:: ASSIGNMENT ::
For the entries below, the result should be an exact transcription of the lines from the one with "positive clicks: (521, 149) (517, 150)" up to and including the one with "box: [404, 191, 502, 330]", and only those.

:: SUPPLIED ENTRIES ::
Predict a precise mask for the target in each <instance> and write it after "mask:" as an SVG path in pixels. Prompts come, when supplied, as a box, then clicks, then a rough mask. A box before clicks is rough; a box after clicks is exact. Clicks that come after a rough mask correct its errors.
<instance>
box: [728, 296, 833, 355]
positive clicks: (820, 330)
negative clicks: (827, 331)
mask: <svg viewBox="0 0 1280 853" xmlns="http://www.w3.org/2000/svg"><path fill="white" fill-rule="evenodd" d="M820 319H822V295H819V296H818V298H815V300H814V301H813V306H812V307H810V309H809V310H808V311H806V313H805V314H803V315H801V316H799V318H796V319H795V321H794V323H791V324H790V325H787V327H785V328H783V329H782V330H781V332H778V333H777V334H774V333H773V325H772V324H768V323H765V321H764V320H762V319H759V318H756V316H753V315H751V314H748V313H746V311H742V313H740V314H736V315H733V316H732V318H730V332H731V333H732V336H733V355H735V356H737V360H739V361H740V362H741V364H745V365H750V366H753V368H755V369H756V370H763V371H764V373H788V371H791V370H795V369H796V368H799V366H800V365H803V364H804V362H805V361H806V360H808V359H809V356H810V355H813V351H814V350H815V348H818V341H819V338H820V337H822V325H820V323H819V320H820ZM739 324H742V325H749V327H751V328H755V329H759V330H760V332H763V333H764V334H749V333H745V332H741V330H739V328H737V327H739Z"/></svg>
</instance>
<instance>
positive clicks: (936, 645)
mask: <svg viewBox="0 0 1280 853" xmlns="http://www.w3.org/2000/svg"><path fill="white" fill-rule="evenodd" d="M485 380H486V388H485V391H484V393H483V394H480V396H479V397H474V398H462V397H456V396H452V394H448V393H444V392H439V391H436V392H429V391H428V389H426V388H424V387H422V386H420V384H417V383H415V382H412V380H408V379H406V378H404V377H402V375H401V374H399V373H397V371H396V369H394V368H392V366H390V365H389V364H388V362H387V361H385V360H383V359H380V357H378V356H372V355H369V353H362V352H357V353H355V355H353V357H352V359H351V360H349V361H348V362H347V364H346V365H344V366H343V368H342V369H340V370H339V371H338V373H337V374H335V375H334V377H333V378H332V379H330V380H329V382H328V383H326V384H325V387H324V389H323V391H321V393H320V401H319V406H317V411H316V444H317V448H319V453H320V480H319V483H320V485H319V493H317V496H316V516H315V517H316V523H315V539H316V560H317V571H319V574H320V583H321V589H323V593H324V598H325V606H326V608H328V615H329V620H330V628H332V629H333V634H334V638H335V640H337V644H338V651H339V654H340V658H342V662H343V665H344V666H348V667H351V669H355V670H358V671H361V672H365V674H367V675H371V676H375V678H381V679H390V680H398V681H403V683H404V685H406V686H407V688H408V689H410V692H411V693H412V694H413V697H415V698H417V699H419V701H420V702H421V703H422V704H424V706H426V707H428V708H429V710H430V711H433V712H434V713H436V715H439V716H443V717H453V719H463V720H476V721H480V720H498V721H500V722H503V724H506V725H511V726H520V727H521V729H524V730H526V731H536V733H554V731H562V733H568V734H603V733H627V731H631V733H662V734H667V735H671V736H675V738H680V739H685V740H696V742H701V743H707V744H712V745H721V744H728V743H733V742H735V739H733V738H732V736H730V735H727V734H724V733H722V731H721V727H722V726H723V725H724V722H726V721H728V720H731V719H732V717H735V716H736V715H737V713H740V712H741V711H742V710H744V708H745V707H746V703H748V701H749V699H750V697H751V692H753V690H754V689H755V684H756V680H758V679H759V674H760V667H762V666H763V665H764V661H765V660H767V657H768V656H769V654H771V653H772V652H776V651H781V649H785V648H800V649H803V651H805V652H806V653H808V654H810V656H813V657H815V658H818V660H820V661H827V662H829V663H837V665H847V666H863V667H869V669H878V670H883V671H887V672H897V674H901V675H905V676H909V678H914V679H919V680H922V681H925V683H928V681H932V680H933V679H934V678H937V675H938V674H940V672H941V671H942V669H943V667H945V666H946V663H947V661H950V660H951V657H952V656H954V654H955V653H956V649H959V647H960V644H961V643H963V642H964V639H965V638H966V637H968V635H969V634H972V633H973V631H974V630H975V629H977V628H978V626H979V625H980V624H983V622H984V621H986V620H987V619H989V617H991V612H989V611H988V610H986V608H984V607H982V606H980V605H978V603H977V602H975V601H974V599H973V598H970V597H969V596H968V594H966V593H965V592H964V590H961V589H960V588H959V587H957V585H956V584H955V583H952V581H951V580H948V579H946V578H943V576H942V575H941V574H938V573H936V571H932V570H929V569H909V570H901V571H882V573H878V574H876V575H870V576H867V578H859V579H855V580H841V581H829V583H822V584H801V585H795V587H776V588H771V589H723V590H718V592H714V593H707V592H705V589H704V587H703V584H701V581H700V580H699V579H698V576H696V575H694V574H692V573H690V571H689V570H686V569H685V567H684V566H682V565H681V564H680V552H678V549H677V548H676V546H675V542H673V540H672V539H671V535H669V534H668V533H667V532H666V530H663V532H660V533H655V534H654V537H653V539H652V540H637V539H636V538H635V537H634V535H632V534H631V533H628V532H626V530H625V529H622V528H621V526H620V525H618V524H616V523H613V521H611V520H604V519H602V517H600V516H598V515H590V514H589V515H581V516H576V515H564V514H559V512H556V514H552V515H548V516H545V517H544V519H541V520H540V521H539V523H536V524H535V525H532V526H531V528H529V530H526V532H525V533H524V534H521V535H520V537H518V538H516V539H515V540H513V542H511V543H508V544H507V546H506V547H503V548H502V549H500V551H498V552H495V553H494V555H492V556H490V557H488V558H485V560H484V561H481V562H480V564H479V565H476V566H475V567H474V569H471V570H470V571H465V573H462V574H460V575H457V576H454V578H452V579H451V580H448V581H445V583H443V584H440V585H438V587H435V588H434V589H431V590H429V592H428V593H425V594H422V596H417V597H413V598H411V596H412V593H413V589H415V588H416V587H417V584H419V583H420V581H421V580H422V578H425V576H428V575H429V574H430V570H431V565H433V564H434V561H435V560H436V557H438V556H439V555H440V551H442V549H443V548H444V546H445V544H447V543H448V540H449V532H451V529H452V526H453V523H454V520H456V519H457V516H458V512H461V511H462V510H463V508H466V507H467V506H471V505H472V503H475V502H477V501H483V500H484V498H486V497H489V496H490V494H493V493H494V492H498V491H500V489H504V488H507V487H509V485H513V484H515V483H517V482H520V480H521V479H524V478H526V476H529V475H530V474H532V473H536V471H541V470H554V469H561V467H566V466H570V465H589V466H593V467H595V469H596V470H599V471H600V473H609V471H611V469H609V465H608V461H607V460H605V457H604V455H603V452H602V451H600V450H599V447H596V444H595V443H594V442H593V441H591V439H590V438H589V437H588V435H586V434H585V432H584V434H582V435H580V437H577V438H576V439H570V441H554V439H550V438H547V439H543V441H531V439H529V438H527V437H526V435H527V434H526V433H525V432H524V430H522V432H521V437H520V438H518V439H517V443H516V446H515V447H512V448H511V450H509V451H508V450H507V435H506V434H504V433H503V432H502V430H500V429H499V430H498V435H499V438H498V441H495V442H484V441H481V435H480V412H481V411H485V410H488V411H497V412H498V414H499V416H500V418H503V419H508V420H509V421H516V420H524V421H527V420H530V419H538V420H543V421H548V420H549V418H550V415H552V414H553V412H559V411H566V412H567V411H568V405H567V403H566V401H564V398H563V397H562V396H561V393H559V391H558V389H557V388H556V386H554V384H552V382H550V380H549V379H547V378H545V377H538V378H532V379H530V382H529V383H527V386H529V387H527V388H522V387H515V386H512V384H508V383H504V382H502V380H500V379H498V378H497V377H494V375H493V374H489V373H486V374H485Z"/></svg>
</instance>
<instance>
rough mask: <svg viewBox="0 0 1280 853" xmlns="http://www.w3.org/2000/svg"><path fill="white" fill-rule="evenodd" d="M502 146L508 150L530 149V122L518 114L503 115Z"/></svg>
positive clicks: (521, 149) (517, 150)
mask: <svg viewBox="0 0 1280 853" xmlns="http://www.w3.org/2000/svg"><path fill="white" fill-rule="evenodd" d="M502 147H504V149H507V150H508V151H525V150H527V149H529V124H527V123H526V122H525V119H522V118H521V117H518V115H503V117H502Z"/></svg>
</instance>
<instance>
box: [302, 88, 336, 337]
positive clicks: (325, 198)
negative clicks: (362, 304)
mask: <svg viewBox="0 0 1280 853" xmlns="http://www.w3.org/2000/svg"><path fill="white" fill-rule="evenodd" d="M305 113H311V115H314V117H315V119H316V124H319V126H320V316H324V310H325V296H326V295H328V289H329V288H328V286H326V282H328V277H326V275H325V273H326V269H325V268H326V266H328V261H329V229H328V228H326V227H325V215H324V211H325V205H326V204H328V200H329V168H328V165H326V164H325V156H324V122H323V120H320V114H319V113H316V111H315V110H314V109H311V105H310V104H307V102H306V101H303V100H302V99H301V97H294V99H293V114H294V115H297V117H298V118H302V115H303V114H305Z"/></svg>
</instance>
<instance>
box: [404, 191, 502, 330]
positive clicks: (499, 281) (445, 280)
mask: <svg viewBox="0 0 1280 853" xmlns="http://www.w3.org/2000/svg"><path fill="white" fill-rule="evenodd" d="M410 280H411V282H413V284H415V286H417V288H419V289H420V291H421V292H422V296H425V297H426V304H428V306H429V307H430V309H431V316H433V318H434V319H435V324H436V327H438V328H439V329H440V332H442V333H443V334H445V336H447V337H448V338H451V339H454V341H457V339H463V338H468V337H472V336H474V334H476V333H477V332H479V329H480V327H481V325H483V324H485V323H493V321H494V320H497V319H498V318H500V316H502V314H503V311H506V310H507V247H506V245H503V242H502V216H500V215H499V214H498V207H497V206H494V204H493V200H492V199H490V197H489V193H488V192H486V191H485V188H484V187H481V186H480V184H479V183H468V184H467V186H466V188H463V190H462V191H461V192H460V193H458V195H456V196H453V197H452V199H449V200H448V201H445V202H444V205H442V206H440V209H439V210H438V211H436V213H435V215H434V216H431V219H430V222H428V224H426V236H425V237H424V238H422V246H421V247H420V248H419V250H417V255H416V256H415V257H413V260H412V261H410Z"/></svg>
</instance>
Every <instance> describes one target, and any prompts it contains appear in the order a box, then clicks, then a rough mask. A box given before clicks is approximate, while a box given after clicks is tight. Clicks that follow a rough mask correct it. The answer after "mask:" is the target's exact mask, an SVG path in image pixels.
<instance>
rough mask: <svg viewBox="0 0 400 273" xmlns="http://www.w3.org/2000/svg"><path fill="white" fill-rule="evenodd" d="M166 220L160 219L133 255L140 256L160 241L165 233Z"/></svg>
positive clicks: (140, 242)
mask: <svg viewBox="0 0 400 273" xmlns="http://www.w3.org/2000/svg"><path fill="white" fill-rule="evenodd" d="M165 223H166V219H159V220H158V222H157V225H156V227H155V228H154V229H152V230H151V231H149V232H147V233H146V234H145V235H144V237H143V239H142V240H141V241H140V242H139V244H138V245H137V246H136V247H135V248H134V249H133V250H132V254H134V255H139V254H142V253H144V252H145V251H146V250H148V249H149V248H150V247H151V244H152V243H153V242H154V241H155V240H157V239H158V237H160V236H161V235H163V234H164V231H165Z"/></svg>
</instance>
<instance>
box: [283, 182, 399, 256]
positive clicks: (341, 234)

:: RESULT OF THE EXERCISE ::
positive clicks: (521, 149) (517, 150)
mask: <svg viewBox="0 0 1280 853" xmlns="http://www.w3.org/2000/svg"><path fill="white" fill-rule="evenodd" d="M502 147H504V149H507V150H508V151H525V150H527V149H529V124H527V123H526V122H525V119H522V118H521V117H518V115H503V117H502Z"/></svg>
</instance>
<instance>
box: [302, 88, 336, 337]
positive clicks: (325, 198)
negative clicks: (362, 304)
mask: <svg viewBox="0 0 1280 853" xmlns="http://www.w3.org/2000/svg"><path fill="white" fill-rule="evenodd" d="M305 113H311V115H314V117H315V119H316V124H319V126H320V316H324V310H325V296H326V295H328V289H329V288H328V286H326V282H328V277H326V275H325V273H326V269H325V268H326V266H328V261H329V229H328V228H326V227H325V215H324V211H325V205H326V204H328V200H329V168H328V165H326V164H325V156H324V122H323V120H320V114H319V113H316V111H315V110H314V109H311V105H310V104H307V102H306V101H303V100H302V99H301V97H294V99H293V114H294V115H297V117H298V118H302V115H303V114H305Z"/></svg>
</instance>
<instance>
box: [404, 191, 502, 330]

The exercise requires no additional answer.